TAREA: Cuenta las líneas de abajo que contienen la palabra "rolled" y escribe solo el número.
###
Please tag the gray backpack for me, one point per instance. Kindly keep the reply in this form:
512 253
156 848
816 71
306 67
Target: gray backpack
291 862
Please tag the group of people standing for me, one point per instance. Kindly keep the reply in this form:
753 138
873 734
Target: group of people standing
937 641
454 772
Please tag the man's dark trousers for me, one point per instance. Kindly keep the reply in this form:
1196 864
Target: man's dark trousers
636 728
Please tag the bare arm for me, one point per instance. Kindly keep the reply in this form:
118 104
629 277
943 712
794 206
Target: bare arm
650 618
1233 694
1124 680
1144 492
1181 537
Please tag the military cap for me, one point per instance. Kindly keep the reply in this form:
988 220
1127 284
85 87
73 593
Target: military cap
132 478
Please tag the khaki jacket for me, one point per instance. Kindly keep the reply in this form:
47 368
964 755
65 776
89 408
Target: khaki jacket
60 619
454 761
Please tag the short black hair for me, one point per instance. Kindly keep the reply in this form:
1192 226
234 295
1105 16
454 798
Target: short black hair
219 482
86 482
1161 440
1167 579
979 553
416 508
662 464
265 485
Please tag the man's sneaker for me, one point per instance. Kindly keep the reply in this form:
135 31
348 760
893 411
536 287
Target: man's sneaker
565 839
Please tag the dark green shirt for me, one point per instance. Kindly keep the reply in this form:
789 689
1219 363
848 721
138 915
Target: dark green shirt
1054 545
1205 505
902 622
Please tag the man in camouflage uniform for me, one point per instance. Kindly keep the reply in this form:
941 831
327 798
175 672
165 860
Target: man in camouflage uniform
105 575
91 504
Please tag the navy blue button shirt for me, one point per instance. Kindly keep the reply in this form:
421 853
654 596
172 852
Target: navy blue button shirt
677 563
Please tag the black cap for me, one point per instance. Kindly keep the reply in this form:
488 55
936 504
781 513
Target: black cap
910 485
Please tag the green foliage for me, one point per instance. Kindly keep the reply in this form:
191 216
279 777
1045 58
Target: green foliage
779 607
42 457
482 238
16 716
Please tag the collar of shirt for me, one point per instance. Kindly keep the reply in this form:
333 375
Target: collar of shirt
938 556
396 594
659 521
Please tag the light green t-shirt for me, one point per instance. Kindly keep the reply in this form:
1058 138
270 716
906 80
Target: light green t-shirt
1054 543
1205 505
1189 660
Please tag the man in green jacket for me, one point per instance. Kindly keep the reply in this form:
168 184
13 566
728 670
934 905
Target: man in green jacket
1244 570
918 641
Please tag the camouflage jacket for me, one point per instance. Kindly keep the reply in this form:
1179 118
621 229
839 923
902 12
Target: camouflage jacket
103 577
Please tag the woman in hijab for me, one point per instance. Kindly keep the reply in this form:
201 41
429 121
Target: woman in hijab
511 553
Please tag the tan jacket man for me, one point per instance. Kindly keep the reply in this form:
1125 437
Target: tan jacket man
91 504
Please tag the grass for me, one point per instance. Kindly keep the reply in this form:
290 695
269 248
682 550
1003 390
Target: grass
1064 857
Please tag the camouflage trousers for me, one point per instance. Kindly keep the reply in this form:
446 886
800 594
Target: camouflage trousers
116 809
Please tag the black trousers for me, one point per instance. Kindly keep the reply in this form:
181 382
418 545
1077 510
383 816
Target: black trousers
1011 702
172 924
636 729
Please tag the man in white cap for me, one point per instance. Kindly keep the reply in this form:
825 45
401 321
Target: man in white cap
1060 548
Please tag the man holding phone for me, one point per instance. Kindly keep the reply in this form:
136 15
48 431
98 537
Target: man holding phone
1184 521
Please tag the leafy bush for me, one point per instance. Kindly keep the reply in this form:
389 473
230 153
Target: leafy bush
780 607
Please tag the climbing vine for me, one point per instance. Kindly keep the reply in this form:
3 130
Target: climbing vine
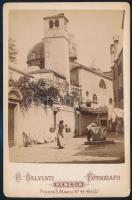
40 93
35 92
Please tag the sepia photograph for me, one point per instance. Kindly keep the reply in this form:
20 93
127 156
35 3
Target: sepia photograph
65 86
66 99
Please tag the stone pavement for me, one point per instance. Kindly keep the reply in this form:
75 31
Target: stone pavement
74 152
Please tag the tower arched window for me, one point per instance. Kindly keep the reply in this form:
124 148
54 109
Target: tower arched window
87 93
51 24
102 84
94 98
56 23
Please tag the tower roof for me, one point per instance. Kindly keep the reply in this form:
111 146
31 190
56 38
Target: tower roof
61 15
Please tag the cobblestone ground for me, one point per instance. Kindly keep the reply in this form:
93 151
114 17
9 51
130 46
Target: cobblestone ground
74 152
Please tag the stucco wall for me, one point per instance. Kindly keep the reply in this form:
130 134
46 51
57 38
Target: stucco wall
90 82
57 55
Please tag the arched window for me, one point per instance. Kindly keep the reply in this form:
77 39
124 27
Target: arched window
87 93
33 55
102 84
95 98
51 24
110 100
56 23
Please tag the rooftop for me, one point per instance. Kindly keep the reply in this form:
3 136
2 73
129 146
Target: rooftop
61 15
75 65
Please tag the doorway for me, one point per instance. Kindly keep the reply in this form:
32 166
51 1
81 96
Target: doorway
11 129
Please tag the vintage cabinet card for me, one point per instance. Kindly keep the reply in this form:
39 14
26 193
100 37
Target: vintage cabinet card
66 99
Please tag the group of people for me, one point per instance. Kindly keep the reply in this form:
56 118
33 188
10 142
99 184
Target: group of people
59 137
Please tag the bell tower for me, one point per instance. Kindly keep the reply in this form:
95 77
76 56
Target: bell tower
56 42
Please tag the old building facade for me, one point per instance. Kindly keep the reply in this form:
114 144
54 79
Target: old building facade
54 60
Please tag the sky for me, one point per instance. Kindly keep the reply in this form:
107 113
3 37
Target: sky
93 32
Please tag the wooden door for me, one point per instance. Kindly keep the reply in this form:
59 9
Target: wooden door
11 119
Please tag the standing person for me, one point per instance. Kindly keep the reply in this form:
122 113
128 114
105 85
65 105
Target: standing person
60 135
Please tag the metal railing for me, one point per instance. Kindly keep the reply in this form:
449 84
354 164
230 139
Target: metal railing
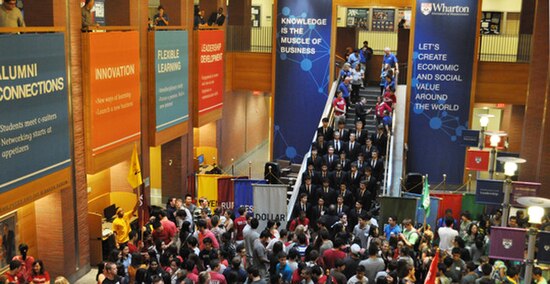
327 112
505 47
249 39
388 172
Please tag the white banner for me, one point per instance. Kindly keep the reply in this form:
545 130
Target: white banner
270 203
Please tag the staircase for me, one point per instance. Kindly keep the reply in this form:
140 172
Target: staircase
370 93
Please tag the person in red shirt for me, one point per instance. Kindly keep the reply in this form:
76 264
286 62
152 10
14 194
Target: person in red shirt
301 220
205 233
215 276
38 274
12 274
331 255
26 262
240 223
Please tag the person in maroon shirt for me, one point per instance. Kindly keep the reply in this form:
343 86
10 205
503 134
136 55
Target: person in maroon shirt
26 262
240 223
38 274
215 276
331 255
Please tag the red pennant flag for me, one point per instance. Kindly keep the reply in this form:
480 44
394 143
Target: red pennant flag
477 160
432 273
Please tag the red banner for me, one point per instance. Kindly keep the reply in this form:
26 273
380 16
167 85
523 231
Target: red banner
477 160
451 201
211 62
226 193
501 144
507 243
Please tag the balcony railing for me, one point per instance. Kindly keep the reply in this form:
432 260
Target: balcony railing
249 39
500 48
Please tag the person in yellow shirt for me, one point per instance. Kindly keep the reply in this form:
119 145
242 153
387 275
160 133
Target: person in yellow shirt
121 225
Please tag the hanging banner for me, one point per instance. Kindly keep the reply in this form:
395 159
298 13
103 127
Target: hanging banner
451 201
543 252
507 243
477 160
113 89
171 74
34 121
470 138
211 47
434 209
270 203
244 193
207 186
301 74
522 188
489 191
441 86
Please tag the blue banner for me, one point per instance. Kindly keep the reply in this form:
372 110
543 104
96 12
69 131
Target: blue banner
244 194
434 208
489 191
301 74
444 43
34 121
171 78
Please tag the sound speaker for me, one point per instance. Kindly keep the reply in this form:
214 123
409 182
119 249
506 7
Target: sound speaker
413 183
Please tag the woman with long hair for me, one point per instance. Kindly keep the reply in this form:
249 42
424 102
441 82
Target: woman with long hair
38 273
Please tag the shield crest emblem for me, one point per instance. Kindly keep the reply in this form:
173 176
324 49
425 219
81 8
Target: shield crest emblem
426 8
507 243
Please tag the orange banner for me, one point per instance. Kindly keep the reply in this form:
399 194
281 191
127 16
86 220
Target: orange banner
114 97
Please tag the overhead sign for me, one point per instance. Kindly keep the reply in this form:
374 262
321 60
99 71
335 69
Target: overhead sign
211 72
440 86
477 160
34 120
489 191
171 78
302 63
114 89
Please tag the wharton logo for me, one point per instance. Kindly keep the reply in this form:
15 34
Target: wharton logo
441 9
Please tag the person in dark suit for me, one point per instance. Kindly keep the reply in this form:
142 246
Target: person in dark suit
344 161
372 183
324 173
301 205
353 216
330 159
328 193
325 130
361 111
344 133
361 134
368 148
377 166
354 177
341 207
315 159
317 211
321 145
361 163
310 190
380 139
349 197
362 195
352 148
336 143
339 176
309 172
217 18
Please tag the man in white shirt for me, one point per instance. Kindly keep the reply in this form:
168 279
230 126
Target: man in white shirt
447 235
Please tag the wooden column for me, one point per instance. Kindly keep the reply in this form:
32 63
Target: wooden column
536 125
###
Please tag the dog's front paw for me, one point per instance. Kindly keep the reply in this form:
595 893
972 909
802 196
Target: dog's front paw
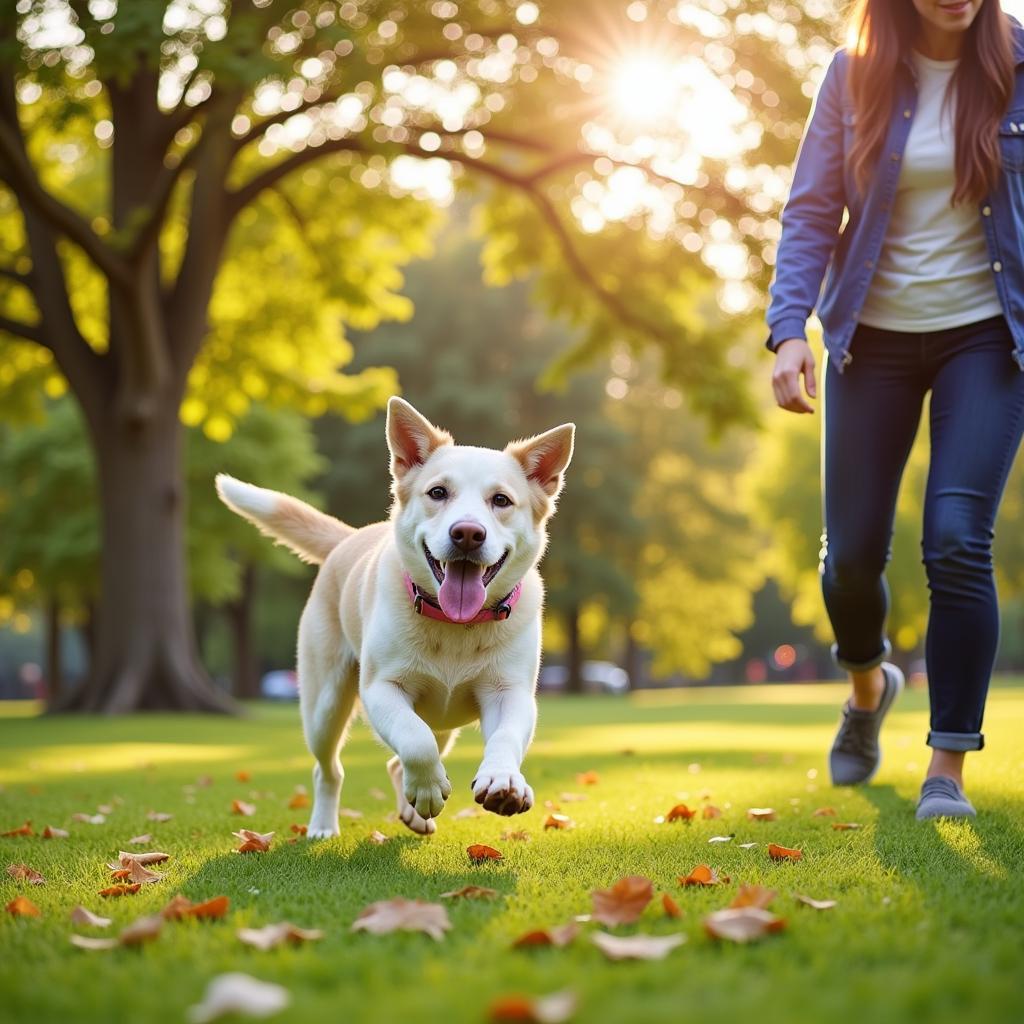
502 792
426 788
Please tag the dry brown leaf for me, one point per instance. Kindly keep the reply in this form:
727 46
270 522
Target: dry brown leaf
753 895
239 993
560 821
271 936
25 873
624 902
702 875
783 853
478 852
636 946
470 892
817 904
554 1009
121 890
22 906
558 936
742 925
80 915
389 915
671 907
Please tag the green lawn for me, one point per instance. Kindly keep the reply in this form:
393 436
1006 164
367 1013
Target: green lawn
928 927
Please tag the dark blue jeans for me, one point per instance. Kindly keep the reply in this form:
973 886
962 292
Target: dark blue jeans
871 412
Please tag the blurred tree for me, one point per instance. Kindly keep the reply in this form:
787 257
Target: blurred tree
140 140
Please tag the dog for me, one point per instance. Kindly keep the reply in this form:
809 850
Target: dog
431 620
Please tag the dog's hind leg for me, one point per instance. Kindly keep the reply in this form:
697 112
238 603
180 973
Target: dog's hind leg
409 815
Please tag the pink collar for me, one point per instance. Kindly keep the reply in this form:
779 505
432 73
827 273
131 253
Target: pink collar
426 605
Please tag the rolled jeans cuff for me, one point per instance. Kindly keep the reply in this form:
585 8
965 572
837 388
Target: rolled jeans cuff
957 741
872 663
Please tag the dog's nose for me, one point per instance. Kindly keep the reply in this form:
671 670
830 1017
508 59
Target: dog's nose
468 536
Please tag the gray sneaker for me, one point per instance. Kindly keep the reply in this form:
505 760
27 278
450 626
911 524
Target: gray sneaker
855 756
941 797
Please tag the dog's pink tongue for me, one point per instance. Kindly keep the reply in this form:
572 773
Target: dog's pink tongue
###
RESPUESTA CORRECTA: 2